● **Instruction**
Take the material and output all of it exactly.
━━━━━━━━━━━━━━━━
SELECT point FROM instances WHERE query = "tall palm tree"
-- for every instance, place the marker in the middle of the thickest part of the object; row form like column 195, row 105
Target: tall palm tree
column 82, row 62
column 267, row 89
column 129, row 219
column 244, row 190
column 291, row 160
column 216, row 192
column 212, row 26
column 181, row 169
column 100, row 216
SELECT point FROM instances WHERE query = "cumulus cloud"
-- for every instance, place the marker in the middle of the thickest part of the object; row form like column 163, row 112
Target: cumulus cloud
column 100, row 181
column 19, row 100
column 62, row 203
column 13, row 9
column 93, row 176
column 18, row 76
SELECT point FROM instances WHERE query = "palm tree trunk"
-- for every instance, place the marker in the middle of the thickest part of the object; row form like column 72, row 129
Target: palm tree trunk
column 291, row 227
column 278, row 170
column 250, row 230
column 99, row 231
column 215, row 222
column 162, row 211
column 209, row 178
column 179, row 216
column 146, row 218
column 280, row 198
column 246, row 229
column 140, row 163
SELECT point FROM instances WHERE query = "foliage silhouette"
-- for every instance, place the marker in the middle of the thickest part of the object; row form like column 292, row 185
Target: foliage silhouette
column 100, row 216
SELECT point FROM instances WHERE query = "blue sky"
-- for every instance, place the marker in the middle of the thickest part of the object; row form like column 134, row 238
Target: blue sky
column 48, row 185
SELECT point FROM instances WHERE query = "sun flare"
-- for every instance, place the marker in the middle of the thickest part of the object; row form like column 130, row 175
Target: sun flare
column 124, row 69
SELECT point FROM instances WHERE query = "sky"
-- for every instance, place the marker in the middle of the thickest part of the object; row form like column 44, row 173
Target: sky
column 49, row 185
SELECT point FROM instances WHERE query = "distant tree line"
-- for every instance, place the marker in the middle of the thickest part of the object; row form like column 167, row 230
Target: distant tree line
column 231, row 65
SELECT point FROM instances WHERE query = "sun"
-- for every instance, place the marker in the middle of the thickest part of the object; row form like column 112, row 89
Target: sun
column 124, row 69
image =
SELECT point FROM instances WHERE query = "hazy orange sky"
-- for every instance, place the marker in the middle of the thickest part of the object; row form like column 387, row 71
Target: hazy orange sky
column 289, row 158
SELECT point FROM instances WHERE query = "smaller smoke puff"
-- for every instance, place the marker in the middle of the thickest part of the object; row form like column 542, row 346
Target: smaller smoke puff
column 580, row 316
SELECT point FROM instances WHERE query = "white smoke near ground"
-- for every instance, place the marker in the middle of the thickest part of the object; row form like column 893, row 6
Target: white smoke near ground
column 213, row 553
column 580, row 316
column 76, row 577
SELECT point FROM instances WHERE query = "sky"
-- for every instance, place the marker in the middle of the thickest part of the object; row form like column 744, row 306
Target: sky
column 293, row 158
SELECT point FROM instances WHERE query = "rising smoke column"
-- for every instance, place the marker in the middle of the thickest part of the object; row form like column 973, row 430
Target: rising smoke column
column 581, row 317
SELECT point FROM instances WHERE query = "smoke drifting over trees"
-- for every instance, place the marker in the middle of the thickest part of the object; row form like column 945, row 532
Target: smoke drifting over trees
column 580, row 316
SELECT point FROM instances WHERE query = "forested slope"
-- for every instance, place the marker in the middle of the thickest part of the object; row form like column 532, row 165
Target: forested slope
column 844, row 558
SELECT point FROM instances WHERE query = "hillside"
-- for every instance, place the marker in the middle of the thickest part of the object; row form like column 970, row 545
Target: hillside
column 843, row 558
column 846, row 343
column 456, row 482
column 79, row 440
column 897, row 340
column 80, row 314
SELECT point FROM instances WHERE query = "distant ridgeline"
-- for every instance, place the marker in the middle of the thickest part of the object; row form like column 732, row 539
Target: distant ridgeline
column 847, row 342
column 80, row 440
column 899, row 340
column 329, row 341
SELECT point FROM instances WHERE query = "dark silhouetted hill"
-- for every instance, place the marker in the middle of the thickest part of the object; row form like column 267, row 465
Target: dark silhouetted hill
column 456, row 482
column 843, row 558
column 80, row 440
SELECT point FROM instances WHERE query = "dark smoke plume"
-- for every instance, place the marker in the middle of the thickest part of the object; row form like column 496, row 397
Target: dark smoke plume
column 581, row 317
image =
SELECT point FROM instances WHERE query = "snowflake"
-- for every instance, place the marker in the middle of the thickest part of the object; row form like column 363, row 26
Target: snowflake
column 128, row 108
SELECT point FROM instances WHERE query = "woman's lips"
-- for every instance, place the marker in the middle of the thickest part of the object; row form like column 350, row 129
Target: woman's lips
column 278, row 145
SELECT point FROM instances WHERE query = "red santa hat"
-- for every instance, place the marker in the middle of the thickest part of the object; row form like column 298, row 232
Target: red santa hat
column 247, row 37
━━━━━━━━━━━━━━━━
● **Solution for this task**
SELECT point FROM instances WHERE query = "tall palm tree"
-- for every instance, place the marker in the middle of the thickest part of the object; row form like column 195, row 105
Target: tall palm tree
column 82, row 62
column 267, row 89
column 129, row 219
column 244, row 190
column 291, row 160
column 216, row 192
column 212, row 26
column 181, row 169
column 100, row 216
SELECT point FROM instances WHERE query = "cumulus cloud"
-- for every instance, place the marker in the middle of the thickest part of the object; row form like column 163, row 112
Target: cumulus cloud
column 100, row 181
column 19, row 100
column 62, row 203
column 13, row 9
column 93, row 176
column 18, row 76
SELECT point FROM instances WHERE query = "palm tree trunk"
-- for every instance, place the marker in the middle of the thickest part of the object; row form like column 72, row 129
Target: palm tree trunk
column 291, row 227
column 278, row 170
column 250, row 230
column 99, row 231
column 215, row 222
column 162, row 211
column 209, row 178
column 179, row 216
column 146, row 218
column 280, row 198
column 246, row 229
column 140, row 163
SELECT point FROM instances WHERE query = "foliage silhouette"
-- for every instance, place the marker in the middle of the thickest part of the object; row form like column 292, row 185
Target: foliage silhouette
column 100, row 216
SELECT point FROM instances WHERE query = "blue sky"
-- for every instance, place the marker in the middle of the thickest part of the object; row form like column 134, row 238
Target: blue sky
column 48, row 185
SELECT point FROM instances WHERE query = "sun flare"
-- for every instance, place the marker in the middle of the thickest part of the object; row form like column 130, row 175
Target: sun flare
column 124, row 69
SELECT point FROM instances WHERE query = "sky"
-- for every instance, place the marker in the middle of the thickest part of the object; row form like column 44, row 173
Target: sky
column 49, row 185
SELECT point FROM instances WHERE query = "distant tree line"
-- for every instance, place the marker in the middle of the thickest part of the object; row form like column 167, row 230
Target: distant tree line
column 231, row 65
SELECT point FROM instances WHERE query = "sun"
-- for every instance, place the marker in the middle of the thickest part of the object; row form like column 112, row 89
Target: sun
column 124, row 69
image =
SELECT point FROM instances WHERE query = "hazy orange sky"
-- for every instance, place the marker in the middle of the thickest part of the object; row form like column 387, row 71
Target: hazy orange sky
column 289, row 158
SELECT point FROM instances WHERE query = "smaller smoke puff"
-- for every instance, place the marker in the middle of the thickest part of the object; row form like column 542, row 346
Target: smaller smoke puff
column 580, row 316
SELECT point FROM instances WHERE query = "white smoke near ground"
-- for every instance, place the marker in the middle of the thickest part of the object; row form like column 893, row 6
Target: white smoke near ground
column 213, row 553
column 580, row 316
column 76, row 577
SELECT point FROM instances WHERE query = "sky"
-- for every instance, place the marker in the middle of the thickest part of the object; row form like column 744, row 306
Target: sky
column 293, row 158
SELECT point FROM instances WHERE query = "rising smoke column"
-- for every instance, place the marker in the middle of the thickest part of the object; row form like column 973, row 430
Target: rising smoke column
column 581, row 317
SELECT point FROM instances WHERE query = "smoke drifting over trees"
-- for every instance, place the marker in the middle of the thickest part of the object; row form like column 945, row 532
Target: smoke drifting over trees
column 580, row 316
SELECT point FROM instances WHERE query = "forested slope"
-- for every instance, place the marker in the middle of the thickest part of the object; row form like column 532, row 165
Target: forested slope
column 844, row 558
SELECT point FROM instances WHERE query = "hillside"
-- for every instance, place the marker in the middle of the thickest part of the object; row form like column 970, row 545
Target: hillside
column 843, row 558
column 846, row 343
column 456, row 482
column 79, row 440
column 897, row 340
column 80, row 314
SELECT point FROM instances WHERE query = "distant ridgeline"
-- for every instance, place the marker in the middle of the thickest part of the object; row form like column 732, row 539
Target: distant ridgeline
column 847, row 342
column 80, row 440
column 899, row 340
column 329, row 341
SELECT point FROM instances WHERE query = "dark silhouetted hill"
-- for every instance, place the marker in the middle of the thickest part of the object; row form like column 267, row 465
Target: dark silhouetted hill
column 456, row 482
column 843, row 558
column 80, row 440
SELECT point FROM instances WHERE query = "dark smoke plume"
-- for every instance, place the marker in the middle of the thickest part of the object; row form like column 496, row 397
Target: dark smoke plume
column 581, row 317
image =
SELECT point FROM instances WHERE query = "snowflake"
-- for every instance, place the marker in the middle of the thickest part of the object; row form like column 363, row 26
Target: snowflake
column 128, row 108
SELECT point FROM instances WHERE query = "woman's lips"
-- for every instance, place the marker in the middle of the thickest part of the object; row form like column 350, row 129
Target: woman's lips
column 278, row 145
SELECT point FROM instances WHERE query = "red santa hat"
-- for every instance, place the marker in the middle of the thickest part of the object; row form like column 298, row 232
Target: red santa hat
column 247, row 37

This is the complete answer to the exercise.